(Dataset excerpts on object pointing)
════════════════════

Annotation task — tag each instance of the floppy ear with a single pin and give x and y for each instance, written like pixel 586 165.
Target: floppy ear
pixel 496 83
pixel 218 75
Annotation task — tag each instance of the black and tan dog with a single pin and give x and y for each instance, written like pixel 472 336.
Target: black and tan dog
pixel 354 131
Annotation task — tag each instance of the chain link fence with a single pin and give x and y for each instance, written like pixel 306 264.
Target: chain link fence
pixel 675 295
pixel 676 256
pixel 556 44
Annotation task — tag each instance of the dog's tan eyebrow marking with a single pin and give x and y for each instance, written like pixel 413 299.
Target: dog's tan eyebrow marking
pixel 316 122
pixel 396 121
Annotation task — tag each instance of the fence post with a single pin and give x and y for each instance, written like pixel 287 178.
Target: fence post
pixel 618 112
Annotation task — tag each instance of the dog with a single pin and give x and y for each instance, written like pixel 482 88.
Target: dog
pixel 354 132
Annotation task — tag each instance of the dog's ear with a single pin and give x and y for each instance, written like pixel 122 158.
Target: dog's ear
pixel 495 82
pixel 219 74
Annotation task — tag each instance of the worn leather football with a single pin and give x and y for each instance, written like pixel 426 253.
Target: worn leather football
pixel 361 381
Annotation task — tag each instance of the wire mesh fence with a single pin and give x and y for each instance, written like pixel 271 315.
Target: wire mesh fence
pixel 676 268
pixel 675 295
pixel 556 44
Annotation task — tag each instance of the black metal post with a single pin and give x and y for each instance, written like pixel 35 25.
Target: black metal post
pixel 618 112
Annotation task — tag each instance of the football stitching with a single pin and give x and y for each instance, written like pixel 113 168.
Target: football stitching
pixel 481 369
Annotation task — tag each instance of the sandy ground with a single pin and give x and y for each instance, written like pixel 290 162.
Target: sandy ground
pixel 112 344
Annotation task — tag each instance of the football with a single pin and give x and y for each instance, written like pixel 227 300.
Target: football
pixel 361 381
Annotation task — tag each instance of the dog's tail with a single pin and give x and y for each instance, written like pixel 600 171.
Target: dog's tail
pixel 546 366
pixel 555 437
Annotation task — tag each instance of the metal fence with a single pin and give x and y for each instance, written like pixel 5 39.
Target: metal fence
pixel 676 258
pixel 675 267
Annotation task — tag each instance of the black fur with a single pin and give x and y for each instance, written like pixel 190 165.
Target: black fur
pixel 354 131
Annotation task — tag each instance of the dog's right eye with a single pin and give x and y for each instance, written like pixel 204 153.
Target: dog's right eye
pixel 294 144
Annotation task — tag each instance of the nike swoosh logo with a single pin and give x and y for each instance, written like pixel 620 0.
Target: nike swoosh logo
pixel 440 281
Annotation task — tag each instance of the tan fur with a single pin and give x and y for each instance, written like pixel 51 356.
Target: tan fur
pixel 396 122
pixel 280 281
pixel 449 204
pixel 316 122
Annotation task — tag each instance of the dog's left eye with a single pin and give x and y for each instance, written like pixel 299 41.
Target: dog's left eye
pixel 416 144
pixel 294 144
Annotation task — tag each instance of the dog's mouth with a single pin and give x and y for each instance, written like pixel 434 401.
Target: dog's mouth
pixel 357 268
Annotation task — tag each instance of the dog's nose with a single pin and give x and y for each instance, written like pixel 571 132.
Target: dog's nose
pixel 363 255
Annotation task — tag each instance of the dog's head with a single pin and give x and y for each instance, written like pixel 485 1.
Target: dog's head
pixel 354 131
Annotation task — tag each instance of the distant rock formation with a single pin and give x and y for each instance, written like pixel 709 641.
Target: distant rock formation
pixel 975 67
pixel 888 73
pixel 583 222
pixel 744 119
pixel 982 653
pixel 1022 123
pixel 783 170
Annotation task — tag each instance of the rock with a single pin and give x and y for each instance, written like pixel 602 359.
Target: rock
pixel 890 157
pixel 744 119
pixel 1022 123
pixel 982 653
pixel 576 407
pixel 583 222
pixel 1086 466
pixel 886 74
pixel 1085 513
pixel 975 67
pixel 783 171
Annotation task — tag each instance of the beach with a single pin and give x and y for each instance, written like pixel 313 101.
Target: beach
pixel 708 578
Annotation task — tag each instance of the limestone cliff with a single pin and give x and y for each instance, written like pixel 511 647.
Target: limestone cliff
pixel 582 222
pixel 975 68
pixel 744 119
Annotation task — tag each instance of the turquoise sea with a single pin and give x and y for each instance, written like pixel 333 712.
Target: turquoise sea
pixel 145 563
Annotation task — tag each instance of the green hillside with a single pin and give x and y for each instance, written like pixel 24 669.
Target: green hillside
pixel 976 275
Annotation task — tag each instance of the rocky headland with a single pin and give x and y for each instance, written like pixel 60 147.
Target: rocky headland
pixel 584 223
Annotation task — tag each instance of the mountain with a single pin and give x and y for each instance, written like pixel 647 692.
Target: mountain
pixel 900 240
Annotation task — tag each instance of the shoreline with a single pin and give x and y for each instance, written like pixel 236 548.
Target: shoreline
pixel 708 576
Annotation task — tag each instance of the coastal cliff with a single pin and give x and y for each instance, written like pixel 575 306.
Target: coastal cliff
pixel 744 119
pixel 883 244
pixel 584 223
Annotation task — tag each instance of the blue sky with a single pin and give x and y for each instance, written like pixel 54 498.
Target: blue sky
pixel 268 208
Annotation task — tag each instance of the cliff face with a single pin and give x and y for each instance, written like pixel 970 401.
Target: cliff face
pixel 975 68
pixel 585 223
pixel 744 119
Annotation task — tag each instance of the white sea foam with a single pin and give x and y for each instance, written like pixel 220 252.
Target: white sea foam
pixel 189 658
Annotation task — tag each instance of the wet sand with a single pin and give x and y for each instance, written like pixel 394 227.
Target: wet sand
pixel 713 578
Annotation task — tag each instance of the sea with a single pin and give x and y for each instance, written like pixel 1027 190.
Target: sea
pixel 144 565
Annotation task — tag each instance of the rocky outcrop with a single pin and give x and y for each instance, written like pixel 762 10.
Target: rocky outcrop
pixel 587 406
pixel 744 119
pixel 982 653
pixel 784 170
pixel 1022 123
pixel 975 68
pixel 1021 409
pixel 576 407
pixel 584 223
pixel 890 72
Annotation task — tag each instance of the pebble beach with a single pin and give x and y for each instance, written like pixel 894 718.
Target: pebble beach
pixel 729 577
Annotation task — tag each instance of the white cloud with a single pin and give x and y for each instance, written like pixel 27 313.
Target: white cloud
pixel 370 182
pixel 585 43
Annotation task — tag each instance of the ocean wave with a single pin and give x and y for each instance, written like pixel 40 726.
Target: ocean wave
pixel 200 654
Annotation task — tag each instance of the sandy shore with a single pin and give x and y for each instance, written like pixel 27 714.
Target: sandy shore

════════════════════

> TASK DESCRIPTION
Reproduce verbatim the part of the listing that opens with the line containing "Annotation task — tag each instance of the nike" and closes with the line containing "pixel 357 268", both of those lines included.

> COMPLETE RESPONSE
Annotation task — tag each instance of the nike swoosh logo with a single pin and give x and y for each instance, written like pixel 620 0.
Target: nike swoosh logo
pixel 440 281
Annotation task — tag each instance of the tan fur with a single pin and give x and y for each instance, written like pixel 51 356.
Target: tan fur
pixel 396 122
pixel 280 281
pixel 449 204
pixel 316 122
Annotation task — tag each instance of the dog's left eye with a single pin and give x and y for each instance, written like pixel 299 41.
Target: dog's left eye
pixel 416 144
pixel 294 144
Annotation task — tag each instance of the dog's mouth with a single pin and give x and y for each instance, written like pixel 434 401.
Target: dog's mouth
pixel 357 268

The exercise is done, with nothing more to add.